[Items from a dataset]
* BEGIN *

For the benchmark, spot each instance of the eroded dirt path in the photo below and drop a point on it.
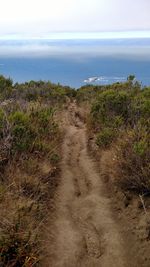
(84, 231)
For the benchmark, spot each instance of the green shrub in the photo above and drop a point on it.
(105, 137)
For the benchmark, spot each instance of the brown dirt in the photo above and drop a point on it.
(84, 230)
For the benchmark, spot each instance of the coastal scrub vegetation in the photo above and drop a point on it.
(120, 118)
(30, 139)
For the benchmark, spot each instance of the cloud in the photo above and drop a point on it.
(76, 49)
(44, 16)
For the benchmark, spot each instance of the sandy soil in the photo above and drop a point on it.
(84, 231)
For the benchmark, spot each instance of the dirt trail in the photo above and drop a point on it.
(84, 231)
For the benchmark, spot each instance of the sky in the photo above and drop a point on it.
(39, 18)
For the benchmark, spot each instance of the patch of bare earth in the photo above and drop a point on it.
(84, 229)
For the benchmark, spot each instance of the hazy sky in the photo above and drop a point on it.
(38, 17)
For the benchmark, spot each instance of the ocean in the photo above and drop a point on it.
(72, 62)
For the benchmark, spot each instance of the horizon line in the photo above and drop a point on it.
(78, 35)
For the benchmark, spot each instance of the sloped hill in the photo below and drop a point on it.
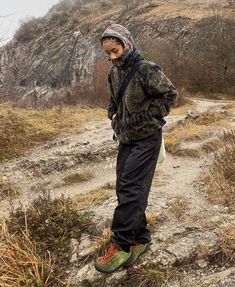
(53, 59)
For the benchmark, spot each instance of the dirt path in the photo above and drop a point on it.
(175, 196)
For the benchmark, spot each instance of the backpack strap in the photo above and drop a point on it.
(126, 81)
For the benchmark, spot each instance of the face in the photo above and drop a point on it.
(113, 49)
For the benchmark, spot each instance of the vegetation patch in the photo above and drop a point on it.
(192, 128)
(147, 276)
(7, 189)
(182, 106)
(78, 177)
(22, 129)
(42, 233)
(95, 197)
(223, 254)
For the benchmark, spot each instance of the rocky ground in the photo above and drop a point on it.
(186, 220)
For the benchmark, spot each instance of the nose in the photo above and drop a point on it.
(113, 57)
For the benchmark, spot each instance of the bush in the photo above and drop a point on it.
(30, 29)
(59, 18)
(201, 61)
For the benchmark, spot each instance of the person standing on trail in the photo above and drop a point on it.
(140, 97)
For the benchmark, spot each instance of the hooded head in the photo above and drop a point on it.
(125, 41)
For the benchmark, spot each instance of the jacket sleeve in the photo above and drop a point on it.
(112, 106)
(160, 89)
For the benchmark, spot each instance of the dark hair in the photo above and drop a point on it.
(117, 40)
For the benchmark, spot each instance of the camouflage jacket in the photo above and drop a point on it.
(146, 101)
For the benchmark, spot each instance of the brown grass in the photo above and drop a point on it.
(36, 247)
(109, 185)
(84, 201)
(222, 178)
(22, 129)
(179, 206)
(168, 10)
(78, 177)
(192, 129)
(224, 252)
(7, 189)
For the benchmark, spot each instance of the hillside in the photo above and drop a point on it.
(57, 59)
(190, 208)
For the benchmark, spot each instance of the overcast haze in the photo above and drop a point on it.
(19, 9)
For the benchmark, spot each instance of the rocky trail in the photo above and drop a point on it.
(185, 217)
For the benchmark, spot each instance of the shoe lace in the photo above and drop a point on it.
(109, 253)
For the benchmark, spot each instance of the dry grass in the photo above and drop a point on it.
(189, 130)
(84, 201)
(151, 221)
(179, 206)
(109, 185)
(221, 175)
(173, 9)
(7, 189)
(21, 129)
(160, 179)
(78, 177)
(101, 243)
(183, 105)
(224, 252)
(148, 276)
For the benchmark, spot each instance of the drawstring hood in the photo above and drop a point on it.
(131, 53)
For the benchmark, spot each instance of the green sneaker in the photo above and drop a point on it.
(114, 258)
(137, 250)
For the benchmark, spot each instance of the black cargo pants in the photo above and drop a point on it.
(135, 167)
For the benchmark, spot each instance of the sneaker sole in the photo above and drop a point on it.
(131, 262)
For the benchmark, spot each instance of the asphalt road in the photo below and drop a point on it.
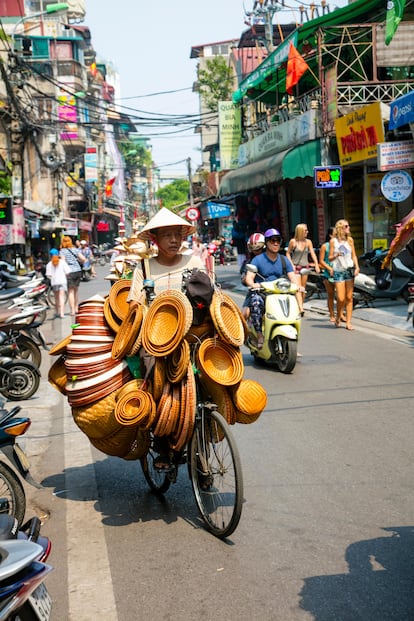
(326, 531)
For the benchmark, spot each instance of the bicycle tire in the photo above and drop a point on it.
(28, 350)
(12, 490)
(158, 480)
(218, 487)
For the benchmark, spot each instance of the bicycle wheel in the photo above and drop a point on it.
(216, 474)
(158, 480)
(12, 496)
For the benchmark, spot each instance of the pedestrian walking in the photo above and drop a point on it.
(298, 252)
(56, 271)
(345, 268)
(75, 259)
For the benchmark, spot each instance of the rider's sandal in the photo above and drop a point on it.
(162, 462)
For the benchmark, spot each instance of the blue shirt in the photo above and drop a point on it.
(270, 270)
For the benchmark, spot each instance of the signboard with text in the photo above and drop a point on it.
(327, 176)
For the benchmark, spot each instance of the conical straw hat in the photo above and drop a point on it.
(165, 217)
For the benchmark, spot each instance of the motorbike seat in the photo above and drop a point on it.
(9, 294)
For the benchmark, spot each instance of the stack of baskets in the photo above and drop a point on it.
(116, 410)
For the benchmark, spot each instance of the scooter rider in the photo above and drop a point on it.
(270, 265)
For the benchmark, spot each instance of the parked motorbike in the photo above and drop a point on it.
(281, 324)
(410, 311)
(385, 284)
(12, 495)
(23, 569)
(19, 379)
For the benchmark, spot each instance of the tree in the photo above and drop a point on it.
(175, 193)
(215, 83)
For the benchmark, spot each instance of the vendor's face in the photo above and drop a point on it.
(169, 240)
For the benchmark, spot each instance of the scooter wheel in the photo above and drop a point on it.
(21, 380)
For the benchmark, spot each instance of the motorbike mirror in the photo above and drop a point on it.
(251, 268)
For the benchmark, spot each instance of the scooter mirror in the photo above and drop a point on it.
(251, 268)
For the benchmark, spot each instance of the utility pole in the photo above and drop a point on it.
(190, 179)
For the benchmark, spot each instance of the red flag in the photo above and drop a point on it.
(296, 67)
(108, 187)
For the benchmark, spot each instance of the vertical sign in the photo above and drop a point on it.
(230, 134)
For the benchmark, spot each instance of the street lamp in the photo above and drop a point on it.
(51, 8)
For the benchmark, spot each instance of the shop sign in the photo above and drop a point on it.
(402, 111)
(358, 134)
(327, 176)
(217, 210)
(397, 186)
(395, 155)
(192, 214)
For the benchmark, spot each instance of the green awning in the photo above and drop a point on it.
(267, 68)
(290, 164)
(300, 161)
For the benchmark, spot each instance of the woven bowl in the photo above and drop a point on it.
(168, 320)
(220, 361)
(97, 420)
(249, 397)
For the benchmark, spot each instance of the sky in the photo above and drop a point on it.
(149, 44)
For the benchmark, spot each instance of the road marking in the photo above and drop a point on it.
(90, 583)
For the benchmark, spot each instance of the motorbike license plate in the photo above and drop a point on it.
(21, 456)
(41, 603)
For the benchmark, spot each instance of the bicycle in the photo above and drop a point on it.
(214, 469)
(212, 459)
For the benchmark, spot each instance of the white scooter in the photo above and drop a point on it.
(281, 324)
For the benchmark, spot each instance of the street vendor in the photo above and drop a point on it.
(167, 231)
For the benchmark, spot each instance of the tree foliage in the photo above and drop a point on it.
(175, 193)
(215, 82)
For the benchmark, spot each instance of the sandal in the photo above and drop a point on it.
(162, 462)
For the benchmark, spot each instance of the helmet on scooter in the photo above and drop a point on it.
(256, 242)
(272, 233)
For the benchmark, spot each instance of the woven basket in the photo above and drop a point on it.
(176, 364)
(119, 444)
(97, 420)
(167, 322)
(220, 361)
(219, 395)
(57, 375)
(249, 397)
(226, 318)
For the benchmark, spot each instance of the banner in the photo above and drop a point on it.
(229, 134)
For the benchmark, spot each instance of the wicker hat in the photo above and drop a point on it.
(220, 361)
(249, 398)
(128, 332)
(167, 322)
(227, 320)
(165, 217)
(60, 347)
(118, 295)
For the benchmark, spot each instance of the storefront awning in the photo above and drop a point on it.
(290, 164)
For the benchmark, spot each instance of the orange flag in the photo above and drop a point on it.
(296, 67)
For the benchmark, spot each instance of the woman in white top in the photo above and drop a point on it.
(345, 267)
(57, 270)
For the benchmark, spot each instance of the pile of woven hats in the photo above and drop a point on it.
(127, 368)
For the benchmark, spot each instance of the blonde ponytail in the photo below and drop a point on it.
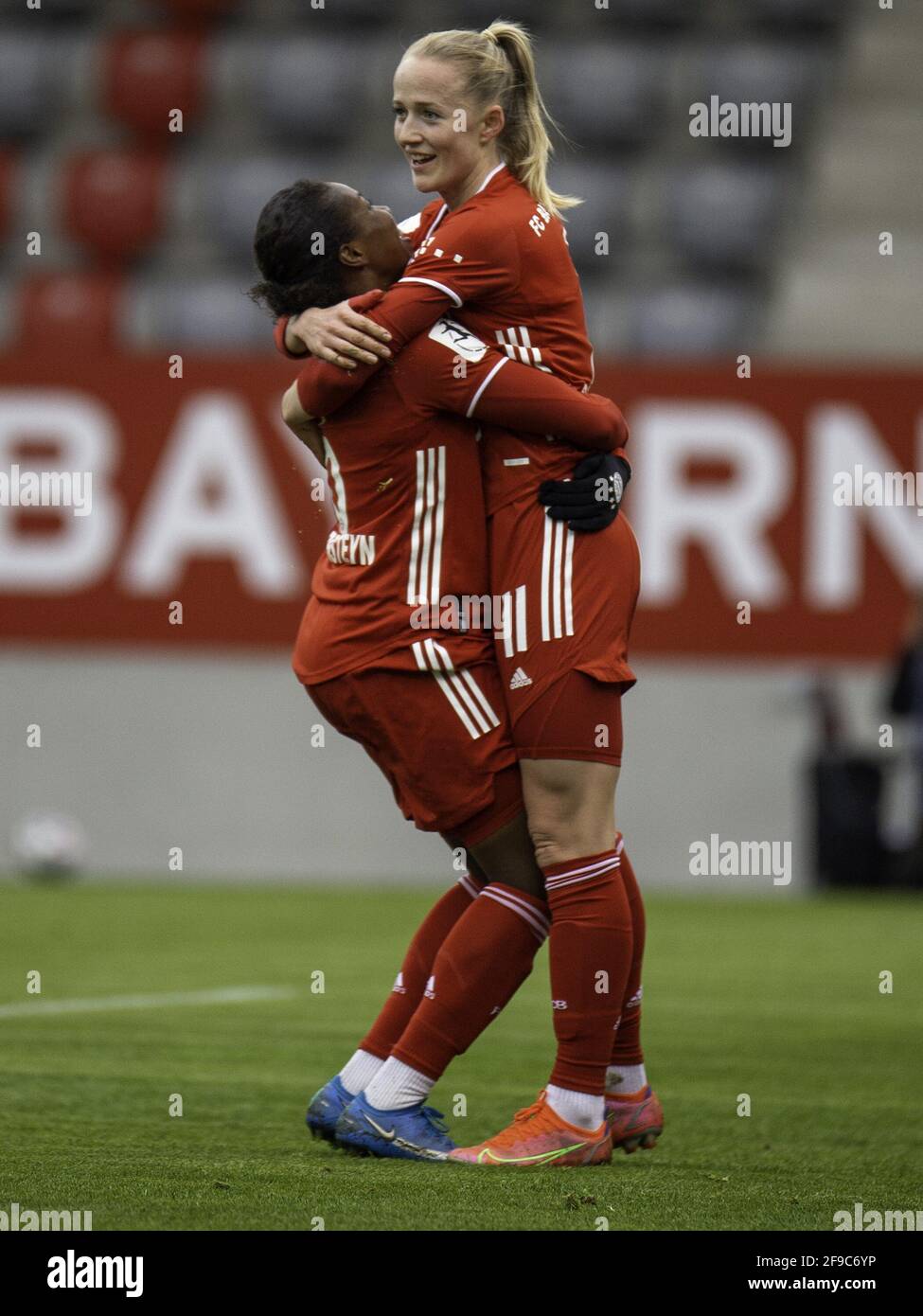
(498, 67)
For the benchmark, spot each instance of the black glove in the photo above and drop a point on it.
(590, 499)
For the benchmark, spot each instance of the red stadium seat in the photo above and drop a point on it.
(7, 185)
(114, 202)
(199, 9)
(74, 311)
(148, 74)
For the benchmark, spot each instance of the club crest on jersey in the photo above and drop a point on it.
(458, 340)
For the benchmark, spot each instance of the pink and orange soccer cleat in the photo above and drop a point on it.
(635, 1121)
(539, 1137)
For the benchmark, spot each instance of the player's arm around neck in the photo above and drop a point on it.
(302, 425)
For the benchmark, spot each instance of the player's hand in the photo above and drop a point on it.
(590, 499)
(340, 334)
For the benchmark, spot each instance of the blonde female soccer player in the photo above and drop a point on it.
(471, 124)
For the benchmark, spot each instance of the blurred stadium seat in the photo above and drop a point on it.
(764, 71)
(233, 192)
(791, 13)
(27, 84)
(75, 311)
(114, 202)
(656, 12)
(208, 313)
(606, 95)
(198, 9)
(691, 320)
(724, 215)
(602, 220)
(307, 87)
(9, 175)
(149, 74)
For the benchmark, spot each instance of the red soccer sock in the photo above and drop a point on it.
(479, 966)
(417, 965)
(590, 957)
(627, 1045)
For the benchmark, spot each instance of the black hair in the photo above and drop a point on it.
(289, 228)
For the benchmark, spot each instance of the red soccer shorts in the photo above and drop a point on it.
(577, 718)
(440, 738)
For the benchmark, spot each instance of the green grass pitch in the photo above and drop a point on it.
(777, 999)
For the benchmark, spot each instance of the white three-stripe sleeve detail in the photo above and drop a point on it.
(436, 222)
(506, 633)
(339, 487)
(522, 641)
(461, 687)
(484, 384)
(455, 299)
(436, 576)
(545, 576)
(413, 593)
(469, 884)
(569, 584)
(482, 699)
(441, 681)
(428, 499)
(556, 579)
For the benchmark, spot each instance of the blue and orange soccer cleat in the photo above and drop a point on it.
(539, 1137)
(636, 1121)
(415, 1133)
(326, 1107)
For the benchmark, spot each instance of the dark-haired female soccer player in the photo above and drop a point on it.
(381, 664)
(470, 121)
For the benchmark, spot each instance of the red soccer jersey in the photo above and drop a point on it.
(501, 260)
(406, 482)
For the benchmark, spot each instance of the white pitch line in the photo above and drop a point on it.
(93, 1005)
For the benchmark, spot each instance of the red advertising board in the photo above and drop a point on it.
(778, 516)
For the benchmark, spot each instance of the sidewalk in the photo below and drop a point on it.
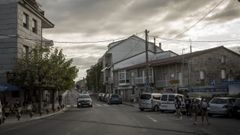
(131, 104)
(25, 117)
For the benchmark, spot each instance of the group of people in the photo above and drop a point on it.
(193, 107)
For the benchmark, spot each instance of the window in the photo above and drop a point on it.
(25, 20)
(223, 74)
(34, 26)
(171, 98)
(26, 51)
(223, 59)
(122, 76)
(202, 75)
(164, 97)
(145, 96)
(156, 97)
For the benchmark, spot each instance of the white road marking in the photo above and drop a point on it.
(151, 118)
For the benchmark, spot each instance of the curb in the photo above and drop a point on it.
(35, 118)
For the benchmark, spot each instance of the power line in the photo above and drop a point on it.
(201, 19)
(74, 42)
(200, 41)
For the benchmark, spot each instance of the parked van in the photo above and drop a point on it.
(167, 102)
(150, 101)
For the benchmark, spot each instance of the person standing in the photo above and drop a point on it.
(195, 110)
(204, 112)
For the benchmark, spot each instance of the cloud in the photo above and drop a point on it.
(94, 20)
(84, 63)
(228, 13)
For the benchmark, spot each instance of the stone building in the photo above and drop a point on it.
(21, 26)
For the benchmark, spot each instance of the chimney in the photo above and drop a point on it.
(160, 45)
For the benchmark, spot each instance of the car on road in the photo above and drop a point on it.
(84, 100)
(149, 101)
(114, 99)
(236, 108)
(167, 102)
(100, 96)
(221, 106)
(106, 97)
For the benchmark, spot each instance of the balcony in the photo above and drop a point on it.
(123, 82)
(165, 83)
(142, 80)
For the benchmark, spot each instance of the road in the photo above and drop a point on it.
(105, 119)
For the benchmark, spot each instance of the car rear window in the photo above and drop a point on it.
(219, 101)
(156, 97)
(237, 102)
(145, 96)
(164, 98)
(115, 96)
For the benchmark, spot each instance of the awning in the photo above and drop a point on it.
(8, 87)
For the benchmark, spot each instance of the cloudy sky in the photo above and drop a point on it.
(96, 20)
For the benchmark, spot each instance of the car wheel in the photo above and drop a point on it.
(156, 108)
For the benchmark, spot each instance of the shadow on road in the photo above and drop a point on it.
(131, 126)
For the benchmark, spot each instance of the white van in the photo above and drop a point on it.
(167, 102)
(150, 101)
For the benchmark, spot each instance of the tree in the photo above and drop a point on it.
(44, 69)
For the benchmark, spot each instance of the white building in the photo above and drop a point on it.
(21, 27)
(126, 53)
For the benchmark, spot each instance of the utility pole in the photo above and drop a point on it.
(189, 66)
(147, 63)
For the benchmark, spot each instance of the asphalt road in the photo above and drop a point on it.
(105, 119)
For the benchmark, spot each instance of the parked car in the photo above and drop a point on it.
(221, 106)
(84, 100)
(1, 113)
(99, 96)
(167, 102)
(236, 108)
(106, 97)
(102, 97)
(149, 101)
(114, 99)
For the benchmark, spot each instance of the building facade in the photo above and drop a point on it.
(202, 73)
(127, 53)
(21, 27)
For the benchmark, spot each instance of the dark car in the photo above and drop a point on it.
(221, 106)
(84, 100)
(236, 108)
(114, 99)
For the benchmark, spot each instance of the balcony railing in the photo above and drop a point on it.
(142, 80)
(123, 82)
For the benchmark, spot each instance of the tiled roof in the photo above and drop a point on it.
(177, 59)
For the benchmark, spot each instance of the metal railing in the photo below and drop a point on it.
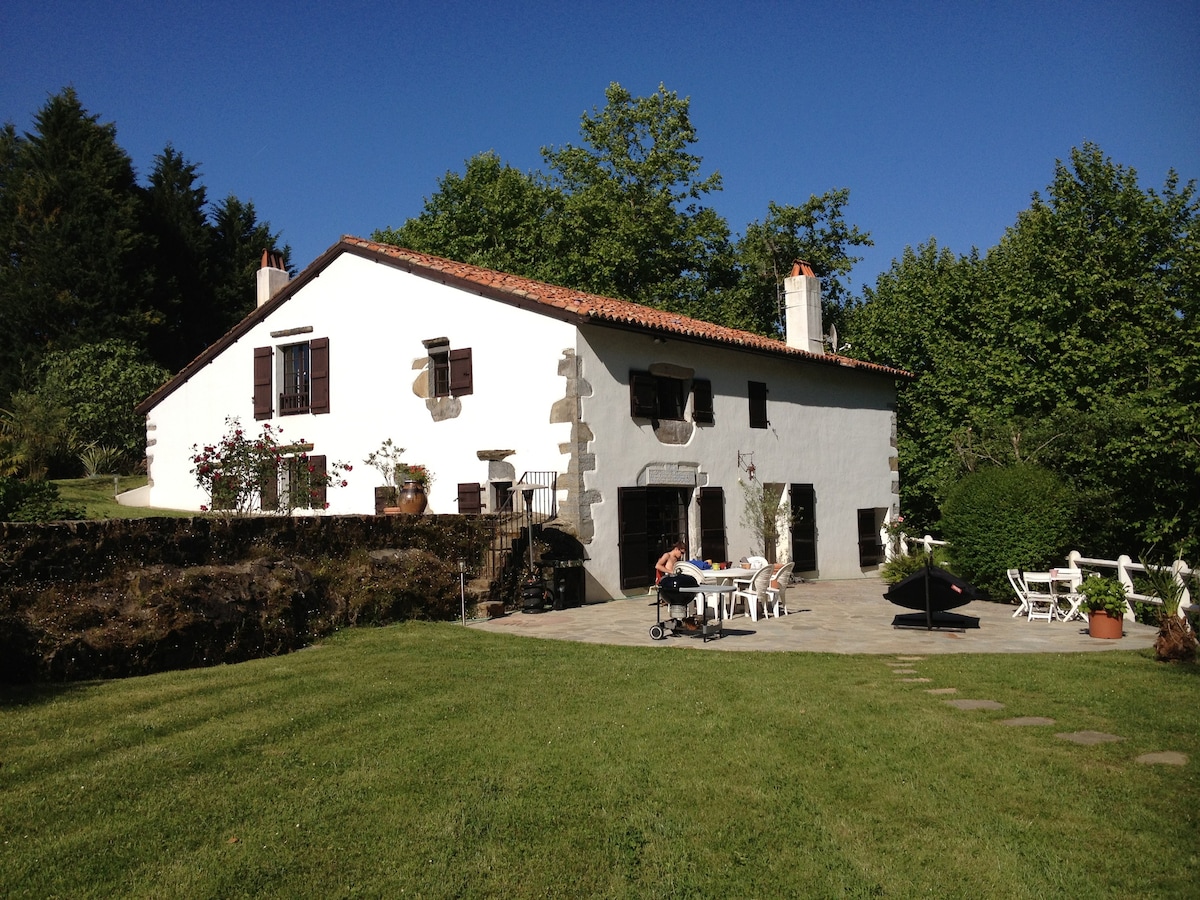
(533, 507)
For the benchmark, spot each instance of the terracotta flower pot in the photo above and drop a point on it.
(412, 499)
(1101, 624)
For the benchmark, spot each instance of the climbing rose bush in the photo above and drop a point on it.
(241, 473)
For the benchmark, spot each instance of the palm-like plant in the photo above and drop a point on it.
(1175, 640)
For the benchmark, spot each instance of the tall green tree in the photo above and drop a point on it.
(624, 214)
(1072, 345)
(491, 215)
(100, 385)
(72, 244)
(237, 240)
(633, 221)
(175, 222)
(815, 232)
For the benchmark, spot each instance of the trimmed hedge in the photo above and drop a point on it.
(1013, 517)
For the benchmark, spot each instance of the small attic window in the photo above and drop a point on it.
(450, 371)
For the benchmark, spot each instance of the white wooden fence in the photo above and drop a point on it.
(1122, 567)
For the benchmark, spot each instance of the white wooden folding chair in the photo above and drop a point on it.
(1014, 579)
(1042, 605)
(1065, 586)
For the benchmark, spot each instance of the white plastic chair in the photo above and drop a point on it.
(702, 600)
(777, 597)
(754, 593)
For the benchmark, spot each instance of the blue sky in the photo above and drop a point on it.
(337, 118)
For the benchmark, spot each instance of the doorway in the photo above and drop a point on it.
(651, 520)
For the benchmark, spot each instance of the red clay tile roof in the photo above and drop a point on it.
(592, 306)
(527, 293)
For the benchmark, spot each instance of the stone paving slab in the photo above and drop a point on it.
(975, 703)
(846, 616)
(1089, 738)
(1167, 757)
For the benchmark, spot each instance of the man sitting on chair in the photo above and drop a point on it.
(669, 561)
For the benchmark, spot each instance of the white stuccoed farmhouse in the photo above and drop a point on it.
(643, 424)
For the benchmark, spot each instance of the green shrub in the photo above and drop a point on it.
(1103, 594)
(1012, 517)
(33, 502)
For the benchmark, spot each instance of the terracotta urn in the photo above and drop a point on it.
(1101, 624)
(412, 499)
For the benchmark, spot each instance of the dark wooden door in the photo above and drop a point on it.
(804, 527)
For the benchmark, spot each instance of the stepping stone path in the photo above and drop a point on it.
(1168, 757)
(975, 703)
(1087, 738)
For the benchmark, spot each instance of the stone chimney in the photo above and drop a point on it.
(271, 276)
(802, 309)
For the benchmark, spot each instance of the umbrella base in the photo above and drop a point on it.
(936, 622)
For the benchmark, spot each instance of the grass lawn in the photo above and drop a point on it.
(97, 497)
(430, 760)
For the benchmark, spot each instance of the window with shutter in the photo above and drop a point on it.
(702, 402)
(712, 523)
(757, 393)
(471, 499)
(294, 389)
(318, 400)
(643, 395)
(264, 365)
(461, 381)
(655, 396)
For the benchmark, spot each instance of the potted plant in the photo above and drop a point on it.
(1105, 603)
(387, 462)
(414, 485)
(1176, 640)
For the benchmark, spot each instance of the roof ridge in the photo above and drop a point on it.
(605, 309)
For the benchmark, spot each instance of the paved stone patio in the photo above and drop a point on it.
(827, 617)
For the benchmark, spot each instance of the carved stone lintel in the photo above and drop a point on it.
(493, 455)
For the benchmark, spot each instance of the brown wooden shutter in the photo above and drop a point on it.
(712, 523)
(264, 366)
(471, 499)
(643, 395)
(269, 491)
(702, 402)
(318, 375)
(461, 377)
(757, 391)
(317, 481)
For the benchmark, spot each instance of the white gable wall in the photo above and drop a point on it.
(829, 426)
(376, 317)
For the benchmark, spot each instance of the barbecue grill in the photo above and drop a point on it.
(679, 622)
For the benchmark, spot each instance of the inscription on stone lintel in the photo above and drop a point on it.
(670, 477)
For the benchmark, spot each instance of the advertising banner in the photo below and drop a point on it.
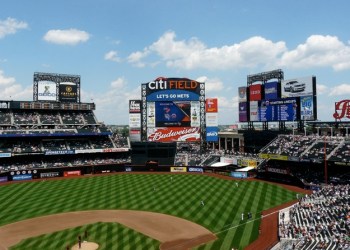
(243, 117)
(110, 150)
(135, 135)
(3, 179)
(60, 152)
(342, 110)
(151, 114)
(277, 170)
(135, 120)
(278, 110)
(211, 105)
(238, 174)
(195, 116)
(178, 169)
(212, 134)
(229, 160)
(255, 92)
(211, 119)
(88, 151)
(68, 92)
(22, 177)
(175, 114)
(47, 91)
(72, 173)
(173, 89)
(297, 87)
(195, 169)
(307, 108)
(2, 155)
(134, 106)
(242, 94)
(271, 90)
(173, 134)
(254, 113)
(49, 175)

* END *

Exercise directions
Every line from the one containing "For the benchmark, spot each instance of the carved" through the end of the listing is to be copied exactly; the pictures are not.

The solution
For the benchmark, spot each instance of the carved stone lintel in the photo above and drop a point on it.
(493, 455)
For the benchmark, spot each instance of the brown wooden shutter in the photo above and drop a point on it.
(712, 523)
(264, 366)
(471, 499)
(643, 395)
(269, 491)
(702, 402)
(318, 375)
(461, 377)
(757, 391)
(317, 481)
For the benchmark, spot each instance of the white gable wall in the photo above and drop a point on it.
(829, 426)
(376, 317)
For the benchmark, spot each instance of the barbecue grill in the photo above and drop a point on it.
(679, 622)
For the benchmark, spot each instance of the inscription on stone lintel in the photo above and drop a point on it.
(670, 477)
For the benchmark, spot each instance of the advertising banner in the photo below and drop a point on it.
(243, 117)
(110, 150)
(135, 135)
(3, 179)
(60, 152)
(342, 110)
(151, 114)
(277, 170)
(135, 120)
(278, 110)
(211, 105)
(238, 174)
(195, 116)
(178, 169)
(212, 134)
(229, 160)
(255, 92)
(211, 119)
(88, 151)
(68, 92)
(22, 177)
(175, 114)
(47, 91)
(72, 173)
(173, 89)
(297, 87)
(195, 169)
(307, 108)
(2, 155)
(134, 106)
(242, 94)
(271, 90)
(173, 134)
(254, 113)
(49, 175)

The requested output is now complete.